- _Exercise description_
Pick out every row below that contains the string "target" and copy each one in full. Case counts.

◆ ◆ ◆ ◆

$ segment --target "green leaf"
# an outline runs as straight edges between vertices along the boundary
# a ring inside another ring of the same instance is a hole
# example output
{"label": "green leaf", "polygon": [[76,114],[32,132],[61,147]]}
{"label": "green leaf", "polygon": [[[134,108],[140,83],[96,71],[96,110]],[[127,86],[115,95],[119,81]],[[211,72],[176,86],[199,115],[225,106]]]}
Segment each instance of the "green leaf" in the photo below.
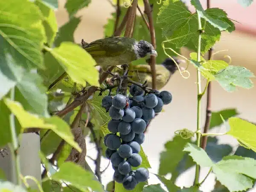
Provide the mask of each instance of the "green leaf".
{"label": "green leaf", "polygon": [[88,6],[91,0],[67,0],[65,8],[72,17],[79,10]]}
{"label": "green leaf", "polygon": [[26,73],[16,85],[15,99],[24,109],[32,113],[49,116],[47,111],[47,89],[42,84],[42,79],[34,73]]}
{"label": "green leaf", "polygon": [[[44,27],[45,34],[48,44],[51,46],[58,31],[57,20],[53,10],[48,6],[47,3],[40,0],[36,0],[35,4],[38,6],[42,12],[44,20],[43,24]],[[57,2],[58,6],[58,2]]]}
{"label": "green leaf", "polygon": [[217,179],[230,192],[243,191],[253,186],[250,177],[256,178],[256,160],[247,157],[227,156],[214,165]]}
{"label": "green leaf", "polygon": [[164,177],[155,174],[158,179],[165,185],[165,186],[168,189],[168,191],[172,192],[176,192],[180,189],[180,188],[176,186],[173,183],[172,183],[170,180],[166,179]]}
{"label": "green leaf", "polygon": [[56,47],[63,41],[75,42],[74,32],[81,20],[81,17],[73,17],[59,29],[54,41]]}
{"label": "green leaf", "polygon": [[[144,186],[146,184],[145,182],[140,182],[136,185],[134,189],[129,190],[129,192],[142,192],[143,191]],[[115,192],[127,192],[122,183],[119,183],[115,182]]]}
{"label": "green leaf", "polygon": [[253,1],[253,0],[238,0],[237,2],[244,7],[250,6]]}
{"label": "green leaf", "polygon": [[221,31],[223,31],[230,26],[230,25],[226,22],[215,19],[209,15],[203,9],[199,0],[191,0],[191,4],[197,9],[199,15],[205,19],[214,27],[218,28]]}
{"label": "green leaf", "polygon": [[183,151],[189,152],[194,161],[202,167],[211,167],[213,165],[212,160],[204,150],[195,144],[187,143]]}
{"label": "green leaf", "polygon": [[166,192],[160,184],[150,185],[144,188],[143,192]]}
{"label": "green leaf", "polygon": [[[171,42],[176,44],[177,47],[186,46],[196,50],[199,32],[197,13],[191,14],[181,1],[166,0],[162,5],[157,19],[157,23],[166,23],[162,35],[171,40]],[[208,12],[212,12],[210,9],[208,9],[209,10],[207,11],[207,9],[205,12],[205,14],[207,15]],[[208,16],[210,20],[218,20],[220,23],[226,23],[227,27],[230,26],[229,23],[231,22],[226,17],[223,17],[223,10],[215,9],[214,12],[217,14]],[[221,19],[219,14],[221,14]],[[201,34],[201,52],[204,54],[219,40],[221,32],[204,18],[202,18],[201,22],[203,26],[205,26],[204,29],[204,32]]]}
{"label": "green leaf", "polygon": [[224,120],[227,120],[230,117],[239,114],[239,113],[238,113],[236,108],[226,109],[218,111],[212,112],[209,128],[211,129],[215,127],[219,126],[223,123],[222,119],[221,118],[221,115],[222,116]]}
{"label": "green leaf", "polygon": [[256,152],[256,125],[237,117],[230,118],[228,122],[230,129],[227,134]]}
{"label": "green leaf", "polygon": [[44,67],[41,50],[46,38],[43,16],[33,3],[1,1],[0,13],[0,99],[20,80],[23,68]]}
{"label": "green leaf", "polygon": [[20,103],[9,99],[4,99],[6,105],[16,116],[23,128],[36,127],[50,129],[64,140],[79,152],[81,149],[78,144],[74,141],[74,136],[68,125],[59,117],[56,116],[49,118],[40,118],[24,110]]}
{"label": "green leaf", "polygon": [[232,147],[228,144],[218,144],[217,137],[208,137],[205,151],[214,163],[217,163],[224,157],[229,155],[233,151]]}
{"label": "green leaf", "polygon": [[0,191],[3,192],[26,192],[21,186],[16,185],[10,181],[0,181]]}
{"label": "green leaf", "polygon": [[95,67],[96,62],[81,47],[64,42],[59,47],[49,50],[74,81],[84,86],[86,82],[91,85],[99,85],[99,72]]}
{"label": "green leaf", "polygon": [[221,86],[228,92],[234,91],[236,86],[247,89],[253,86],[250,78],[255,77],[254,75],[243,67],[230,65],[215,76]]}
{"label": "green leaf", "polygon": [[[159,175],[165,175],[168,173],[172,173],[175,170],[176,166],[185,154],[182,150],[189,141],[189,140],[183,140],[176,136],[172,141],[165,143],[165,150],[160,154]],[[172,163],[170,163],[170,162]]]}
{"label": "green leaf", "polygon": [[58,8],[58,0],[41,0],[42,2],[50,8],[56,9]]}
{"label": "green leaf", "polygon": [[52,178],[57,181],[65,181],[83,192],[87,192],[88,187],[97,192],[103,192],[102,186],[96,180],[93,173],[72,162],[64,162],[60,166],[58,172]]}

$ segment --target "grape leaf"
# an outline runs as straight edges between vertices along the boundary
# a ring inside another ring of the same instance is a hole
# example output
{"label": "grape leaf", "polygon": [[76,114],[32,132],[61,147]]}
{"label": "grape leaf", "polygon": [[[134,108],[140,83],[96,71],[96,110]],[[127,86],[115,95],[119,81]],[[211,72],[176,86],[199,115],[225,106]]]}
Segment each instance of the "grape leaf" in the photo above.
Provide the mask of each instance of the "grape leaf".
{"label": "grape leaf", "polygon": [[189,152],[194,161],[201,166],[211,167],[213,164],[205,151],[195,144],[187,143],[183,151]]}
{"label": "grape leaf", "polygon": [[10,181],[1,181],[0,180],[0,191],[26,192],[27,190],[21,186],[15,185]]}
{"label": "grape leaf", "polygon": [[208,137],[205,151],[213,162],[220,161],[232,151],[232,147],[229,145],[218,144],[217,137]]}
{"label": "grape leaf", "polygon": [[238,117],[228,120],[230,128],[227,134],[236,138],[240,143],[256,152],[256,125]]}
{"label": "grape leaf", "polygon": [[[175,170],[185,154],[182,150],[189,141],[190,141],[176,136],[172,141],[168,141],[165,144],[165,150],[160,154],[159,175],[165,175],[168,173],[172,173]],[[172,163],[170,163],[170,162],[172,162]]]}
{"label": "grape leaf", "polygon": [[104,191],[102,186],[96,180],[93,173],[84,169],[73,162],[63,163],[59,170],[52,175],[54,180],[65,181],[82,192],[87,192],[88,187],[93,190]]}
{"label": "grape leaf", "polygon": [[57,20],[54,11],[46,3],[40,0],[37,0],[35,4],[39,8],[44,19],[43,24],[44,27],[47,43],[49,46],[52,44],[58,31]]}
{"label": "grape leaf", "polygon": [[212,18],[208,15],[203,9],[199,0],[191,0],[191,2],[192,5],[194,6],[197,9],[199,15],[201,17],[204,18],[215,27],[218,28],[220,31],[223,31],[230,26],[230,25],[226,22]]}
{"label": "grape leaf", "polygon": [[243,191],[253,186],[256,178],[256,160],[248,157],[227,156],[212,167],[217,179],[230,192]]}
{"label": "grape leaf", "polygon": [[236,87],[250,89],[253,86],[250,78],[253,74],[245,67],[230,65],[215,75],[215,79],[222,87],[228,92],[234,91]]}
{"label": "grape leaf", "polygon": [[[211,12],[210,9],[208,12]],[[231,21],[227,17],[223,17],[223,11],[215,9],[217,14],[211,15],[211,19],[225,23],[229,27],[229,23]],[[208,13],[207,10],[205,12]],[[219,19],[218,13],[221,14],[221,19]],[[157,23],[165,23],[162,35],[172,40],[171,42],[176,44],[176,47],[181,47],[188,46],[193,50],[197,48],[198,39],[199,32],[197,13],[191,14],[184,4],[180,1],[167,0],[163,2],[157,19]],[[212,25],[208,21],[202,18],[202,23],[205,23],[204,31],[201,34],[201,52],[205,53],[220,38],[221,32]],[[231,26],[230,26],[231,27]]]}
{"label": "grape leaf", "polygon": [[40,118],[25,111],[18,102],[8,99],[5,99],[4,102],[16,116],[23,128],[36,127],[50,129],[79,152],[81,151],[78,144],[74,141],[74,136],[69,126],[61,119],[57,116],[49,118]]}
{"label": "grape leaf", "polygon": [[244,7],[250,6],[253,1],[253,0],[238,0],[237,2]]}
{"label": "grape leaf", "polygon": [[165,186],[168,189],[168,191],[172,192],[176,192],[180,189],[180,188],[176,186],[170,180],[166,179],[164,177],[158,175],[156,174],[154,174],[158,179],[165,185]]}
{"label": "grape leaf", "polygon": [[58,0],[41,0],[42,2],[50,8],[53,9],[58,9]]}
{"label": "grape leaf", "polygon": [[72,17],[80,9],[88,6],[91,0],[67,0],[65,8],[70,17]]}
{"label": "grape leaf", "polygon": [[162,188],[160,184],[156,184],[145,187],[143,192],[166,192],[166,191]]}
{"label": "grape leaf", "polygon": [[218,111],[212,112],[210,122],[210,129],[219,126],[223,123],[221,115],[224,120],[227,120],[230,117],[239,115],[239,113],[236,108],[226,109]]}
{"label": "grape leaf", "polygon": [[0,99],[21,79],[23,68],[43,67],[46,37],[43,16],[33,3],[0,1]]}
{"label": "grape leaf", "polygon": [[73,17],[58,29],[54,44],[58,47],[63,41],[75,42],[74,32],[81,20],[81,17]]}
{"label": "grape leaf", "polygon": [[64,42],[59,47],[49,50],[74,81],[84,86],[87,81],[91,85],[99,86],[99,71],[95,67],[96,62],[81,47]]}
{"label": "grape leaf", "polygon": [[15,99],[22,105],[25,110],[46,117],[49,116],[45,94],[47,89],[42,84],[42,79],[38,74],[25,73],[16,87]]}

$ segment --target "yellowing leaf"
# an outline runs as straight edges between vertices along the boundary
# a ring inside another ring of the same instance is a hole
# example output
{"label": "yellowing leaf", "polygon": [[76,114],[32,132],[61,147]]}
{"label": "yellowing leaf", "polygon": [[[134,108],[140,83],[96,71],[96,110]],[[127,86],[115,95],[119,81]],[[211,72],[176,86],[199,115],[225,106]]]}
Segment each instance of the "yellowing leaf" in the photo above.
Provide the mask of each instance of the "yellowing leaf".
{"label": "yellowing leaf", "polygon": [[25,111],[18,102],[6,98],[4,102],[16,116],[23,128],[37,128],[51,129],[79,152],[81,152],[78,144],[74,141],[74,136],[69,126],[61,119],[58,116],[41,118],[38,115]]}
{"label": "yellowing leaf", "polygon": [[84,86],[87,82],[92,85],[99,85],[99,71],[95,67],[96,62],[81,47],[73,43],[64,42],[58,47],[47,49],[74,81]]}
{"label": "yellowing leaf", "polygon": [[238,117],[230,118],[228,122],[230,129],[227,134],[256,152],[256,125]]}

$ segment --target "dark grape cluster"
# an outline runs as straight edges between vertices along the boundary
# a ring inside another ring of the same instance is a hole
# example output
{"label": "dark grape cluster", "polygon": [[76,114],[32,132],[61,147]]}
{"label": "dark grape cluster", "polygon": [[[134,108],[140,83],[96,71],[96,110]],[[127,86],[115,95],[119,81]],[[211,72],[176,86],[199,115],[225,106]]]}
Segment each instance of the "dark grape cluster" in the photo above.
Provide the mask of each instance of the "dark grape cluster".
{"label": "dark grape cluster", "polygon": [[145,140],[143,132],[147,125],[162,111],[163,105],[170,103],[172,99],[168,91],[154,90],[145,94],[143,89],[134,84],[130,93],[132,97],[117,94],[106,96],[102,102],[102,107],[109,110],[112,118],[108,125],[111,133],[104,138],[104,144],[108,147],[105,156],[111,160],[115,171],[114,180],[122,183],[127,190],[133,189],[138,183],[149,178],[146,169],[132,171],[131,167],[138,167],[142,162],[139,152],[140,145]]}

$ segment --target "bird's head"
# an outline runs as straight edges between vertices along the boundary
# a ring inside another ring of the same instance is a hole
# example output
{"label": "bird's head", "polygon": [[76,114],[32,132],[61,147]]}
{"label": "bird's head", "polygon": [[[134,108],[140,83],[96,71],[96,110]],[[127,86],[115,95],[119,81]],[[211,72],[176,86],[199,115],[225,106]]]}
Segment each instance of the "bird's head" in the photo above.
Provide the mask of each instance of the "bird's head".
{"label": "bird's head", "polygon": [[134,50],[138,58],[145,57],[147,55],[157,56],[157,53],[153,45],[144,40],[140,40],[134,45]]}
{"label": "bird's head", "polygon": [[[173,58],[178,64],[179,64],[181,63],[186,62],[185,61],[178,59],[177,57],[173,57]],[[162,63],[162,64],[172,74],[174,73],[178,69],[178,67],[176,64],[171,58],[168,58],[166,59],[166,60]],[[184,68],[182,67],[180,67],[180,70],[181,71],[184,70]]]}

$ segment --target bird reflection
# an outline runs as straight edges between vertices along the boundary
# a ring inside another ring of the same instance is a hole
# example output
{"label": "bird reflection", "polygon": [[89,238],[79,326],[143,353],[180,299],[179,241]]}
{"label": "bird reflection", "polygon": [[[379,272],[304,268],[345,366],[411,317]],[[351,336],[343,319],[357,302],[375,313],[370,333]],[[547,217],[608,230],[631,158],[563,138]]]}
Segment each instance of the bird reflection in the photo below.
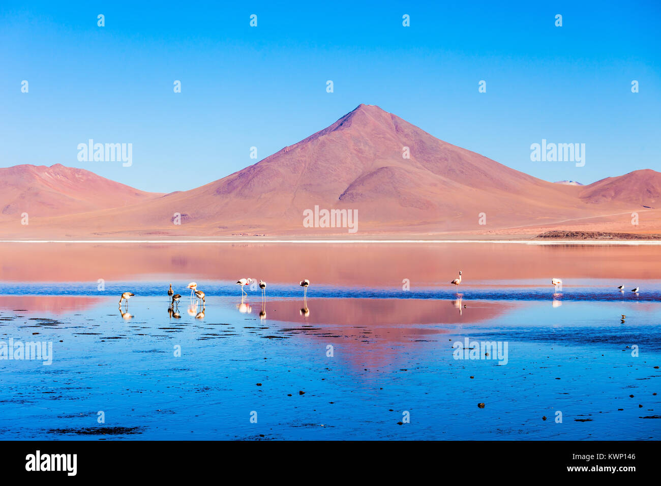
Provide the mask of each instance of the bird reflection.
{"label": "bird reflection", "polygon": [[205,306],[202,305],[202,309],[195,316],[196,319],[204,319]]}
{"label": "bird reflection", "polygon": [[122,316],[122,319],[124,319],[125,321],[128,321],[130,319],[133,319],[133,316],[131,314],[130,314],[129,312],[128,312],[128,306],[126,307],[126,312],[124,312],[122,309],[122,306],[121,305],[119,306],[119,309],[120,309],[120,315]]}
{"label": "bird reflection", "polygon": [[455,309],[459,309],[459,315],[461,315],[462,311],[463,310],[463,307],[465,307],[465,305],[463,305],[461,304],[461,298],[463,296],[463,294],[459,294],[458,295],[459,296],[459,299],[457,299],[457,300],[453,300],[452,305],[455,306]]}
{"label": "bird reflection", "polygon": [[253,312],[253,306],[247,302],[244,302],[243,297],[241,297],[241,303],[237,304],[237,309],[238,309],[239,311],[242,314],[249,314]]}

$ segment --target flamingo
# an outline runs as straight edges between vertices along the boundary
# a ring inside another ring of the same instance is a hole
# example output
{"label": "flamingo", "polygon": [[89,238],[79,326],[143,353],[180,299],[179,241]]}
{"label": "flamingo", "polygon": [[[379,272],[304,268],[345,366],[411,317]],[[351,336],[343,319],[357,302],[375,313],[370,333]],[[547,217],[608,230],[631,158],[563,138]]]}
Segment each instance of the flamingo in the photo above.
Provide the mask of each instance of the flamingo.
{"label": "flamingo", "polygon": [[238,280],[237,280],[237,285],[241,286],[241,293],[245,294],[247,296],[248,294],[246,294],[245,290],[243,290],[243,287],[245,287],[247,285],[250,285],[251,282],[253,282],[252,278],[239,278]]}
{"label": "flamingo", "polygon": [[136,295],[136,294],[132,294],[132,292],[124,292],[122,294],[122,296],[120,297],[120,305],[122,305],[122,300],[126,300],[126,305],[128,305],[128,300],[130,299],[132,297],[133,297],[134,295]]}
{"label": "flamingo", "polygon": [[305,278],[305,280],[301,280],[298,284],[303,287],[303,298],[305,298],[307,297],[307,286],[310,284],[310,281]]}
{"label": "flamingo", "polygon": [[179,305],[179,299],[181,298],[181,296],[178,294],[175,294],[172,296],[172,305],[173,306]]}
{"label": "flamingo", "polygon": [[459,289],[459,284],[461,283],[461,270],[459,271],[459,278],[455,278],[450,283],[455,284],[455,289],[457,289],[457,290]]}
{"label": "flamingo", "polygon": [[206,301],[204,300],[204,292],[203,292],[202,290],[196,290],[195,296],[197,297],[198,299],[202,299],[203,304],[206,304]]}

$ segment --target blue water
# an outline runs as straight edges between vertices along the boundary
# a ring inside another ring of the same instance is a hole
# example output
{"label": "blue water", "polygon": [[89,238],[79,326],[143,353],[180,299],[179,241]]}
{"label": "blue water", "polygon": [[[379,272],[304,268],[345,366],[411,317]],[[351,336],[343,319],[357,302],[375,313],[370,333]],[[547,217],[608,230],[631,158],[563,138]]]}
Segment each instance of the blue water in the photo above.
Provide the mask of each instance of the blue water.
{"label": "blue water", "polygon": [[[598,282],[598,280],[595,280]],[[176,293],[184,296],[190,296],[190,290],[186,288],[188,282],[173,282],[173,288]],[[444,282],[444,284],[447,282]],[[508,285],[512,285],[511,282]],[[198,282],[199,289],[204,288],[209,296],[241,297],[239,286],[234,282]],[[260,290],[256,288],[251,290],[245,287],[246,293],[253,299],[260,298]],[[366,298],[366,299],[455,299],[457,290],[444,288],[428,286],[424,288],[414,287],[404,291],[401,287],[395,288],[368,288],[361,286],[338,287],[329,285],[315,284],[309,290],[310,296],[335,298]],[[463,298],[481,300],[572,300],[572,301],[605,301],[605,302],[661,302],[661,282],[652,281],[646,282],[638,293],[631,292],[631,286],[626,290],[620,292],[611,285],[605,284],[591,286],[582,286],[570,287],[565,286],[563,290],[556,292],[553,286],[535,286],[527,285],[519,286],[495,287],[492,282],[477,284],[471,286],[463,286],[459,293]],[[156,296],[163,295],[167,290],[167,285],[163,282],[141,281],[112,282],[104,284],[104,290],[100,291],[96,282],[46,282],[46,283],[16,283],[0,282],[0,295],[34,295],[34,296],[104,296],[116,295],[124,292],[134,292],[136,296]],[[298,298],[302,295],[302,289],[298,285],[268,285],[269,298]]]}
{"label": "blue water", "polygon": [[[658,288],[315,286],[306,305],[270,286],[260,319],[258,293],[216,282],[203,317],[176,290],[177,319],[162,286],[3,285],[0,341],[50,341],[53,362],[0,360],[0,438],[661,438]],[[466,337],[506,364],[455,359]]]}

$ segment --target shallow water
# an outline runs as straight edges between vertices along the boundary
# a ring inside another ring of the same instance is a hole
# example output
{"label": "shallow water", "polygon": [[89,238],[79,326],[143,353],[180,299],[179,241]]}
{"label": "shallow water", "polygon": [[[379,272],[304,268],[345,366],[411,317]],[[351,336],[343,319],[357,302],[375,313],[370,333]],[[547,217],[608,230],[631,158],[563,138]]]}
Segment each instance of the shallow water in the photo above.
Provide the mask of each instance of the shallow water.
{"label": "shallow water", "polygon": [[[10,340],[52,345],[50,365],[0,359],[1,439],[661,438],[660,247],[0,253],[0,357]],[[242,300],[241,276],[268,282],[263,308],[258,289]],[[189,308],[191,280],[203,314]]]}
{"label": "shallow water", "polygon": [[[115,285],[106,291],[116,294]],[[156,283],[140,284],[130,318],[116,297],[81,296],[92,293],[83,284],[13,288],[23,295],[0,298],[0,340],[51,341],[53,360],[0,360],[0,438],[661,436],[656,302],[619,292],[567,300],[568,289],[562,300],[552,289],[535,299],[542,290],[520,288],[338,298],[330,296],[354,292],[327,286],[311,287],[305,307],[284,287],[269,288],[261,319],[258,294],[242,302],[236,286],[208,288],[204,317],[184,294],[179,319],[167,296],[152,295]],[[481,298],[498,292],[508,297]],[[63,296],[46,295],[56,293]],[[468,347],[506,343],[506,363],[497,353],[455,359],[453,344],[463,356],[467,337]],[[399,425],[405,412],[410,423]]]}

◆ ◆ ◆ ◆

- _The result_
$ segment --target "green leaf"
$ segment --target "grape leaf"
$ segment --target "yellowing leaf"
$ segment --target "dark grape cluster"
$ segment --target "bird's head"
$ segment --target bird reflection
$ segment --target flamingo
$ segment --target blue water
$ segment --target shallow water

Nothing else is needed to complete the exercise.